-- Objective --
Resume the 1980 White House briefing remarks on the Nimitz task force, energy, and the economy, picking up after the final sentence shown.

-- Selected extract --
---

Jimmy Carter photo

White House Briefing for Community Leaders Remarks at the Briefing.

May 27, 1980

Yesterday I joined Secretary of Defense Harold Brown and a few other dignitaries in going out to meet the U.S.S. Nimitz and the U.S.S. Texas and the U.S.S. California, a task force returning from the Indian Ocean and the Persian Gulf region after 270 days of deployment. They spent almost 150 days at sea without a port call, in our nuclear-powered strike force, designed to maintain stability in the Persian Gulf region of the world, and also to provide a show of force which is legitimate and peaceful in nature, to protect the lives of our hostages.

I spent most of the morning before leaving to go to the Nimitz working on this year's budget considerations, and how the Congress is dealing with them, and being concerned about legislation still not yet passed concerning energy. As I discussed matters of importance to all of us in this room, with Harold Brown and with others, it became vivid in my mind, as I looked into the faces of those young fighting men, willing to give their lives for our country if necessary, that they were dealing not just with stability and with peace in the Indian Ocean region but also were deeply involved in the questions of energy and the economy and economic strength of our Nation.

There is no way in this modern time and age in which we live to separate one consideration from another, because they are so intimately entwined; they're all so complex, complicated, rapidly changing, worldwide in nature. In every nation on Earth there has been felt in the last year and a half the impact of a 150-percent increase in the cost of oil in a period of 16 months. This means that on an annual average the price of oil has increased 10 percent per month. We've felt the impact of it, and we've seen how vulnerable we are to the instability brought about now as a threat by the Soviet invasion of Afghanistan and the instability of the Government of Iran.

---

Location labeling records
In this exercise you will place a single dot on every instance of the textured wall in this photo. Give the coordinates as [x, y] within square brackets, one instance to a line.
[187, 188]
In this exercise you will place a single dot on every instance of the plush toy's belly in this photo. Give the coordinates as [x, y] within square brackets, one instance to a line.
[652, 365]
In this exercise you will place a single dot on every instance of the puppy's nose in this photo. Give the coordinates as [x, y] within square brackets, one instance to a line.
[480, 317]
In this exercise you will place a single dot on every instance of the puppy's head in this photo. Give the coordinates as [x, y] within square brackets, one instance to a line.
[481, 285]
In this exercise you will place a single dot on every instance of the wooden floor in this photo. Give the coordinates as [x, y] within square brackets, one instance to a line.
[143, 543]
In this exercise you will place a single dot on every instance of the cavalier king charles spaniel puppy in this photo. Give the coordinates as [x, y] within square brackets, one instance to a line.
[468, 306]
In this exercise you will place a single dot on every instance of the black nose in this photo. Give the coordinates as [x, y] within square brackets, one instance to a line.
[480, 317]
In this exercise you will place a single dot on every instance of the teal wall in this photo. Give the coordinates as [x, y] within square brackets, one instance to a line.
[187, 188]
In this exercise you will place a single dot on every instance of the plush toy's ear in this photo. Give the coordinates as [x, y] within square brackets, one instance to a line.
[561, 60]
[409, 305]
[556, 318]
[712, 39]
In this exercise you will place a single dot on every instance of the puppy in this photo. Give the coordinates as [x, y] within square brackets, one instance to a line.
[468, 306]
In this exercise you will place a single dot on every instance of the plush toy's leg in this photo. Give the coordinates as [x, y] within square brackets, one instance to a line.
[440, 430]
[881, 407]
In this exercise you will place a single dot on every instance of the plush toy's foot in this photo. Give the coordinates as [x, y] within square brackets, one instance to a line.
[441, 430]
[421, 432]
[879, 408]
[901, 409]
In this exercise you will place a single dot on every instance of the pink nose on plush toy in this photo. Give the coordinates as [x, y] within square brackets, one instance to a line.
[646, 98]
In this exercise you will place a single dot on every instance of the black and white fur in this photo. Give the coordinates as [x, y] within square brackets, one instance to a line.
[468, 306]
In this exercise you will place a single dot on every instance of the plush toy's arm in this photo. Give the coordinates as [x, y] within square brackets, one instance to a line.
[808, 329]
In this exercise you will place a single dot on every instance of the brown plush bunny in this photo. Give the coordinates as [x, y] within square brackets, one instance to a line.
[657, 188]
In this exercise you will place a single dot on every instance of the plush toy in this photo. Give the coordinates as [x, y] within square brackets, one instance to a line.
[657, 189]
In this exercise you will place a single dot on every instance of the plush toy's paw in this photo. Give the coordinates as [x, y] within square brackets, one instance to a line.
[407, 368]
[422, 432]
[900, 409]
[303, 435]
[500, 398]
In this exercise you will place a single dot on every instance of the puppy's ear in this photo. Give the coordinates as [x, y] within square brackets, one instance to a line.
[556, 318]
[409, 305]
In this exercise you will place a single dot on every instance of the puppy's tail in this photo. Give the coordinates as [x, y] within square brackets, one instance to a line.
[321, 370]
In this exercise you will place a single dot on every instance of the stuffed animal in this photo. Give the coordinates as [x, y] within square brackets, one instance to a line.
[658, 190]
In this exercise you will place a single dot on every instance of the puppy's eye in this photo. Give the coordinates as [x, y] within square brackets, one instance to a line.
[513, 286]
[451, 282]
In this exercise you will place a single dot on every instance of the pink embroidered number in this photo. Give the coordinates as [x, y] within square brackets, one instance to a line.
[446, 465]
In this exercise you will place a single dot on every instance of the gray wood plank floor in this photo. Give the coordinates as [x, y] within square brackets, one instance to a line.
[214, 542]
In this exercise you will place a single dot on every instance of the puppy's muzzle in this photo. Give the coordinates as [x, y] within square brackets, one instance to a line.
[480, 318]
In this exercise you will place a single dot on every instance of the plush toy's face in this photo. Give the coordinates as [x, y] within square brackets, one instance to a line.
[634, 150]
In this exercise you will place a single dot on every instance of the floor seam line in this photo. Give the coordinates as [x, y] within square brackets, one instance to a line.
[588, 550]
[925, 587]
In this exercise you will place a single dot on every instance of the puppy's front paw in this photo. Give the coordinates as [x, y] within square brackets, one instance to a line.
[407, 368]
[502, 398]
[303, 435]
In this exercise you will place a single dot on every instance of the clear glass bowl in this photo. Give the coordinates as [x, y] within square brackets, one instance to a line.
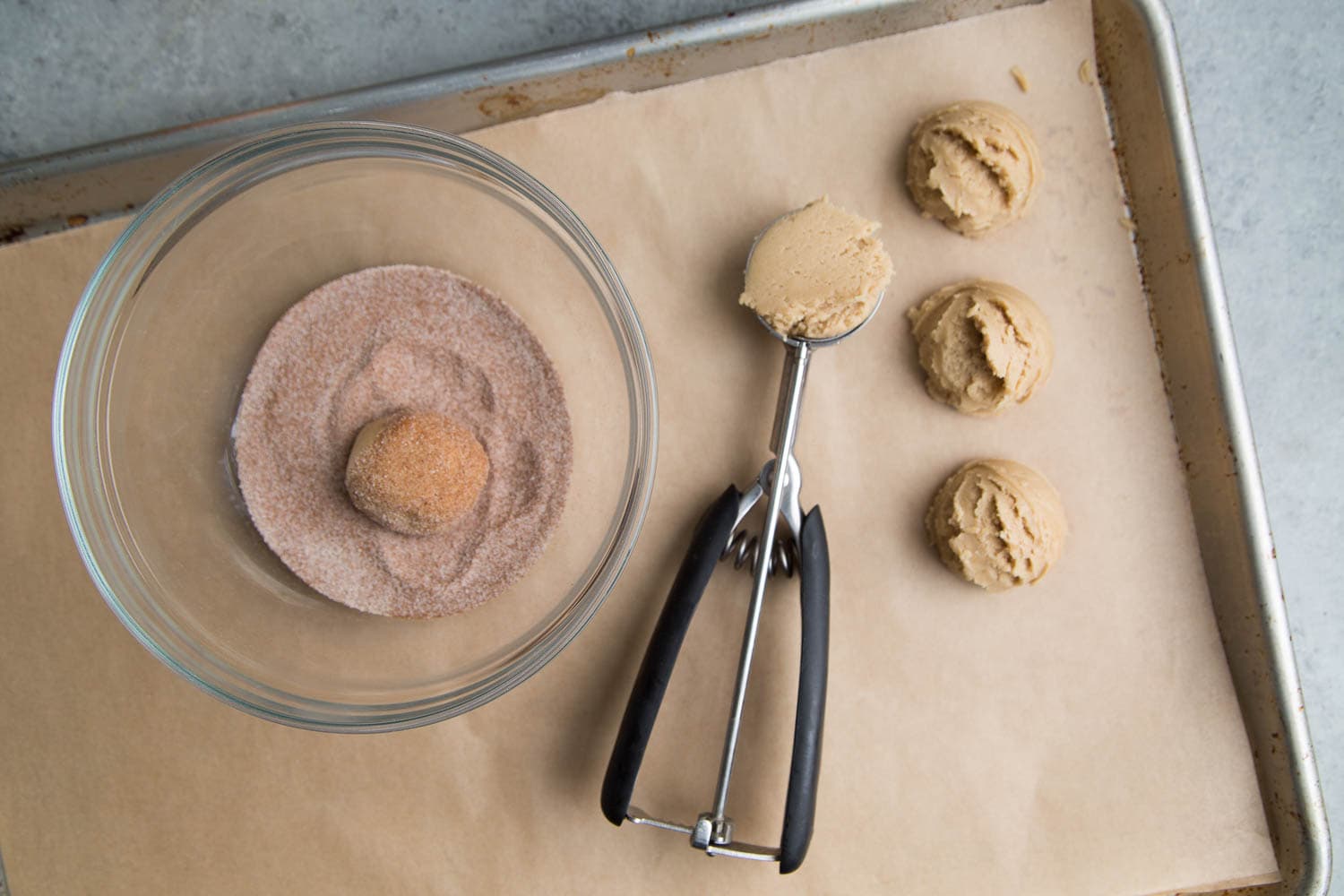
[153, 366]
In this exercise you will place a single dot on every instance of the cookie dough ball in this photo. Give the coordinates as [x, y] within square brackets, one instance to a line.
[817, 271]
[997, 522]
[973, 166]
[984, 346]
[416, 473]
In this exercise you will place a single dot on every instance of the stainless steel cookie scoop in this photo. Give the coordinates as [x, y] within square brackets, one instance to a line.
[717, 536]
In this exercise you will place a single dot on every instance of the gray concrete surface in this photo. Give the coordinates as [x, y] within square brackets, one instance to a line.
[1263, 86]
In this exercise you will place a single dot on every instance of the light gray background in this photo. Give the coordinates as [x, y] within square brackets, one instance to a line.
[1263, 82]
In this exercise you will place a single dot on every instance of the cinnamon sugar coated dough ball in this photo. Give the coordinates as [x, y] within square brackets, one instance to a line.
[973, 166]
[997, 522]
[984, 346]
[817, 271]
[416, 473]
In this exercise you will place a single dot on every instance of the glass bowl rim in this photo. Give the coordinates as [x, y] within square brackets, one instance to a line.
[131, 260]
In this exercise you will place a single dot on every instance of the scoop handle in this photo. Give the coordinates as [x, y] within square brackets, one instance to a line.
[711, 536]
[800, 805]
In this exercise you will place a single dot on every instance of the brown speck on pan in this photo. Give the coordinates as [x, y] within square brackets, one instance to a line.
[1085, 73]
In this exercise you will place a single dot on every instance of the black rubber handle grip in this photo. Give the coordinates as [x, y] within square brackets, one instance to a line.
[711, 536]
[800, 805]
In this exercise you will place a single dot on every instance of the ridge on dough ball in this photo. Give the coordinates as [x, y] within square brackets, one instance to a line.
[983, 346]
[997, 522]
[416, 473]
[973, 166]
[817, 271]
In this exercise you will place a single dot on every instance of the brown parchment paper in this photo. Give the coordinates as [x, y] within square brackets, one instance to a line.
[1080, 737]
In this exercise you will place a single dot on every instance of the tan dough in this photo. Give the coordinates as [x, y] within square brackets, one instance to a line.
[817, 271]
[416, 473]
[997, 522]
[973, 166]
[984, 346]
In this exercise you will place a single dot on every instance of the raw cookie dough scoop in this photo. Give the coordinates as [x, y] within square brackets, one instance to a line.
[800, 548]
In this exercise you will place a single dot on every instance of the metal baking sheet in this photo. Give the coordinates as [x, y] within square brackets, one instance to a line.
[1142, 80]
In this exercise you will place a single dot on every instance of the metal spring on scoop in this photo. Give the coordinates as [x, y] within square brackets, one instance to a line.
[744, 548]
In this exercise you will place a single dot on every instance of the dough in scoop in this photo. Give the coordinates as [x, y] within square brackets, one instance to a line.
[984, 346]
[973, 166]
[817, 271]
[997, 522]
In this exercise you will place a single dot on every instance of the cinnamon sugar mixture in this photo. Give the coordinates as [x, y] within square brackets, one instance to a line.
[365, 346]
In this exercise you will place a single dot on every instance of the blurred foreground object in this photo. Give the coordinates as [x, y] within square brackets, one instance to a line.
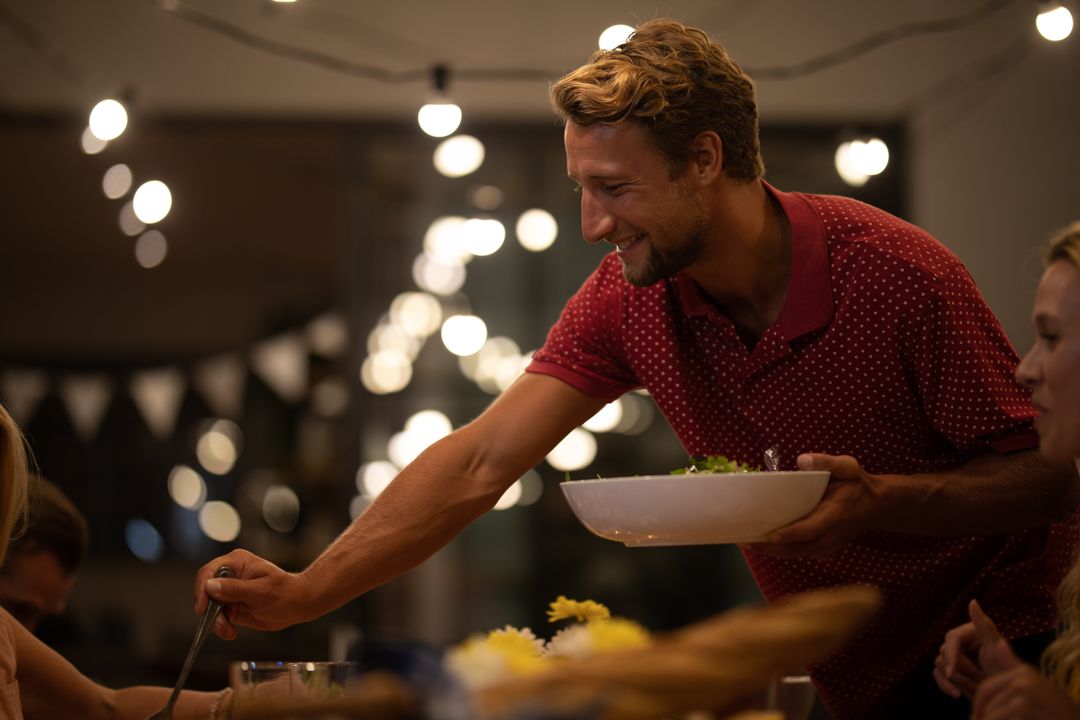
[716, 665]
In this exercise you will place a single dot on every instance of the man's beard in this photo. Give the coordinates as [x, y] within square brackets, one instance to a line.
[660, 263]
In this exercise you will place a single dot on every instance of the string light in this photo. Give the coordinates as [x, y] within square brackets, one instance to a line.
[440, 117]
[108, 120]
[615, 36]
[1054, 21]
[858, 160]
[152, 202]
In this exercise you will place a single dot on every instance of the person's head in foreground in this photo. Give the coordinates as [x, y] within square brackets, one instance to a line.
[1051, 369]
[649, 126]
[14, 479]
[39, 571]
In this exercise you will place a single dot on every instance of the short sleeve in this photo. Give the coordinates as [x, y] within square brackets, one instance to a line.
[584, 348]
[963, 367]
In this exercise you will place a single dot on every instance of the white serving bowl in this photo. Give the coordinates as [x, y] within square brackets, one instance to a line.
[696, 508]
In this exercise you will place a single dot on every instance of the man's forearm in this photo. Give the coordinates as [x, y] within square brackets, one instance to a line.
[434, 499]
[989, 494]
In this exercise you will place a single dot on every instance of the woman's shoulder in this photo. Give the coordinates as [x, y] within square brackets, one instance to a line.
[10, 706]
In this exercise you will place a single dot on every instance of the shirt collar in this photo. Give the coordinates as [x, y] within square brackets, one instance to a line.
[809, 303]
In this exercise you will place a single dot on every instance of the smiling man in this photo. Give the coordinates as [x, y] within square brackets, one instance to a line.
[847, 337]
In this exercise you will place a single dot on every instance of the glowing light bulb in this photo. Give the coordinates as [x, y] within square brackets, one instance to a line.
[615, 36]
[439, 119]
[1054, 22]
[108, 120]
[459, 155]
[152, 202]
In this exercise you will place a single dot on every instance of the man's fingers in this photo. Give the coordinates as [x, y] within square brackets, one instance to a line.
[822, 461]
[947, 685]
[985, 628]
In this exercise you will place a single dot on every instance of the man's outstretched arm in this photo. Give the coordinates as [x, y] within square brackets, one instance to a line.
[447, 487]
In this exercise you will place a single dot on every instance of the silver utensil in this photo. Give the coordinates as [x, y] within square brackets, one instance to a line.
[207, 621]
[772, 459]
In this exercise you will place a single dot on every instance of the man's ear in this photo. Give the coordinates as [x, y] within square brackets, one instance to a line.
[706, 157]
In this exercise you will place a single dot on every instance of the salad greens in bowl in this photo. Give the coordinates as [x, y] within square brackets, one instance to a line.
[711, 501]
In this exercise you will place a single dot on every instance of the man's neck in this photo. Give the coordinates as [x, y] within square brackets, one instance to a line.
[747, 267]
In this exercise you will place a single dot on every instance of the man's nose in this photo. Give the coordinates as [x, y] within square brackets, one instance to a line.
[1027, 369]
[596, 222]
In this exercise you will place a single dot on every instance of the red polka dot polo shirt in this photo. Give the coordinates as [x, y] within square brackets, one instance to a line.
[883, 351]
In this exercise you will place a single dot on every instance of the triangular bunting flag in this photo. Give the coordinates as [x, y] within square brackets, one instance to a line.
[282, 363]
[86, 398]
[158, 395]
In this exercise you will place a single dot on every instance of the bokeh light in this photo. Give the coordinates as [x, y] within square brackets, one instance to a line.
[386, 371]
[419, 314]
[218, 447]
[187, 487]
[445, 240]
[536, 229]
[606, 419]
[439, 275]
[117, 181]
[108, 120]
[130, 225]
[484, 235]
[575, 451]
[219, 520]
[613, 36]
[439, 119]
[463, 335]
[152, 202]
[1054, 23]
[151, 248]
[281, 508]
[459, 155]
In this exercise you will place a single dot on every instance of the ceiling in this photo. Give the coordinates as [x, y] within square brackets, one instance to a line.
[308, 59]
[243, 103]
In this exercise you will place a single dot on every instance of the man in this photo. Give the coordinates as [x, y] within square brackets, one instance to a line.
[39, 572]
[754, 317]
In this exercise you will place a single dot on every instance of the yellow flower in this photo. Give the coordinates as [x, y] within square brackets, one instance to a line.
[616, 634]
[522, 650]
[583, 611]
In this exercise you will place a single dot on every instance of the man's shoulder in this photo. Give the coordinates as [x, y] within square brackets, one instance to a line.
[856, 229]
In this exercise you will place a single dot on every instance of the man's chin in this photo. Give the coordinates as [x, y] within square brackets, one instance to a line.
[638, 277]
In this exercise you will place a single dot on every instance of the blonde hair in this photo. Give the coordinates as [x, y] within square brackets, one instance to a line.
[14, 478]
[1061, 661]
[1065, 245]
[677, 83]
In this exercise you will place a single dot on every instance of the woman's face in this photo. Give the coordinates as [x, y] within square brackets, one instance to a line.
[1051, 369]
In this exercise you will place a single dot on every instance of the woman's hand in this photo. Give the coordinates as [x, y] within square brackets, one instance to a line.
[1022, 693]
[956, 667]
[976, 662]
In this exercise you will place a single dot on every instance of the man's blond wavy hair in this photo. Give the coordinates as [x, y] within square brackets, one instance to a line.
[14, 478]
[677, 83]
[1061, 662]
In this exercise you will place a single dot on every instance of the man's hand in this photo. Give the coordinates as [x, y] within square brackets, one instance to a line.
[853, 504]
[261, 596]
[970, 653]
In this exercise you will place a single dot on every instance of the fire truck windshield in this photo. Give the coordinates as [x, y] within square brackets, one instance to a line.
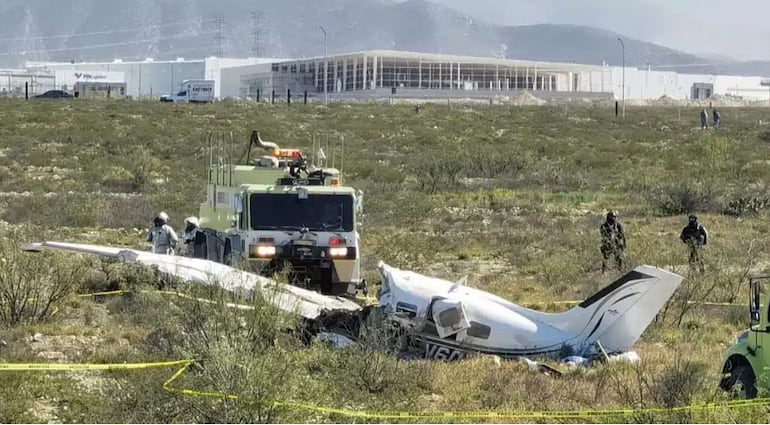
[289, 212]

---

-- Result of this exercise --
As a President working closely with people like you throughout the country, I'm responsible for the accurate assessment of these challenges, and also the assessment of how well we can meet them. There is no doubt in my mind that our Nation is strong enough and resolved enough and unified enough and confident enough and determined enough to meet these challenges.

We are a world leader. Other nations look to us to set an example. We're on the cutting edge of change, and every time in our history we've ever been faced with rapid change that shook the foundations, economically or politically, of the world, we have been able to prevail. God has blessed us in a remarkable way.

We look on the OPEC nations, for instance, with some degree of trepidation and concern. How can they control the energy resources of the world and put us at their mercy? The fact is that all of them put together control about 6 percent of the world's energy reserves, almost entirely oil and natural gas. The United States, our country, controls 20 percent of the world's energy reserves; not just oil and natural gas but almost unlimited supplies of coal, geothermal supplies, deposits of shale, flowing water, richly productive land that can produce energy on a continuing basis for many centuries in the future, from growing crops and from the products derived from them.

Ours is a country that's the strongest on Earth—militarily, economically. We have a superb education system; a free enterprise system that values itself on human initiative, on competition, not only among ourselves but with others. We have never failed. The resiliency that is indicated in the lives of our country, both individuals and as a government, has been demonstrated over and over. And when we faced complicated questions or difficult pressures or serious problems, in the solution of them we've not only provided a guideline or path for the rest of the world, we've come out stronger every time.

There's no doubt in my mind that we'll do the same this time, but we must realize the situation accurately. It's not been easy for the American people to become convinced that for the first time we do have some limits on what we can use or waste.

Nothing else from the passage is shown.